> [EXERCISE AIM]: In full and without change, return each entry.

Data excerpts

◆ ◆ ◆ ◆ ◆ ◆ ◆

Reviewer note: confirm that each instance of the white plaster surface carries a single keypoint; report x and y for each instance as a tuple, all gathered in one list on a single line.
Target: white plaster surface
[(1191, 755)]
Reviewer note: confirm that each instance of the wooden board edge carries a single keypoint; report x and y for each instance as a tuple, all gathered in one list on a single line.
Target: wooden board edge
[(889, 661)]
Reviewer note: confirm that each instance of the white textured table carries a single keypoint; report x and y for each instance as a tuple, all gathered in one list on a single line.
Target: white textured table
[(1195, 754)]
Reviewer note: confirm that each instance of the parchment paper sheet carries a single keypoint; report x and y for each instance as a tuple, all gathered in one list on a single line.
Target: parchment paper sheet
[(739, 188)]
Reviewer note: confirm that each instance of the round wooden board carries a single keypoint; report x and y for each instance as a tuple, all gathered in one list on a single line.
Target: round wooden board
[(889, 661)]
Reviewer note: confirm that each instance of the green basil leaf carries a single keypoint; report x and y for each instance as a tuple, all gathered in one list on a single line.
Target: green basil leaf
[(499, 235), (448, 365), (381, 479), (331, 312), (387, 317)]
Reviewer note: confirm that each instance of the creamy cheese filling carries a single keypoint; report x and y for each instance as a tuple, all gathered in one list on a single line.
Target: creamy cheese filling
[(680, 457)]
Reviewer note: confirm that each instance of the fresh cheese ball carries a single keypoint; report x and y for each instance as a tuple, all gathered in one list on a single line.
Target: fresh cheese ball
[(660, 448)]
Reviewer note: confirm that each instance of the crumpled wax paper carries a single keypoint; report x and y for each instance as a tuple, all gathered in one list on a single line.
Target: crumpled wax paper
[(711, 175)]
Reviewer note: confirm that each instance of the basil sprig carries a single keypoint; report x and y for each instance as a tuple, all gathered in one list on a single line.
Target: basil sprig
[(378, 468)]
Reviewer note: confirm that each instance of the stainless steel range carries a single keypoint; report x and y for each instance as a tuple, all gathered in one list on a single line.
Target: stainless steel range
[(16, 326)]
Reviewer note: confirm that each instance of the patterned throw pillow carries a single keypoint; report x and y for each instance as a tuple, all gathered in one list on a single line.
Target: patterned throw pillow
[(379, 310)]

◆ ◆ ◆ ◆ ◆ ◆ ◆

> [ANSWER TO THIS EXERCISE]:
Reviewer note: confirm that each instance of the white plaster surface carries a single keypoint; report x and y for each instance as a tuple, all gathered in one list on a single line.
Target: white plaster surface
[(1191, 755)]
Reviewer note: confirm that each instance of the wooden board edge carries a single keypoint; report x and y for each instance as a tuple, all gathered in one list on a single line.
Target: wooden board edge
[(889, 661)]
Reviewer note: confirm that each instance of the white textured table carries a single keypoint; report x and y for each instance as a tuple, all gathered in one list on a single line.
Target: white textured table
[(1195, 754)]
Reviewer note: confirm that each instance of the parchment paper sheet carries a single keypoint; report x and y for each instance as a tuple, all gathered in one list on a single line.
Target: parchment paper sheet
[(739, 188)]
Reviewer note: confirm that each instance of the round wooden board carries a single keypoint; report x and y for each instance as a tuple, all gathered in one list on a single line.
Target: round wooden board
[(889, 661)]
Reviewer note: confirm that each instance of the green basil leaf carries a single keypoint; report x and y for each instance as a tuple, all gathered in one list on a single line.
Target: green basil leaf
[(499, 235), (448, 365), (381, 479), (331, 312), (387, 317)]
Reviewer note: confirm that each instance of the creamy cheese filling carries a single keypoint; report x and y for each instance as a tuple, all gathered in one list on a single line.
Target: creamy cheese filling
[(680, 457)]
Reviewer note: confirm that each instance of the fresh cheese ball carries a single keypoint; report x and y for each instance as a tuple, all gathered in one list on a single line.
Target: fresh cheese ball
[(660, 448)]
Reviewer note: confirm that each instance of the crumpled wax paper carries a single keypoint; report x and y for each instance as a tuple, all gathered in one list on a single line.
Target: crumpled wax paper
[(711, 175)]
Reviewer note: confirm that each instance of the basil sprig carries a single keypoint; report x and y for each instance as a tuple, all gathered in one list on a single line.
Target: basil sprig
[(378, 468)]
Reviewer note: confirm that each instance of the stainless steel range carries a single keypoint; report x and y for each instance as a tuple, all gathered in one list on a single line.
Target: stainless steel range
[(16, 326)]
Reviewer note: confirm that each instance of the patterned throw pillow carries a single keypoint; report x and y for each instance as a tuple, all gathered in one list on a single line.
Target: patterned throw pillow
[(379, 310)]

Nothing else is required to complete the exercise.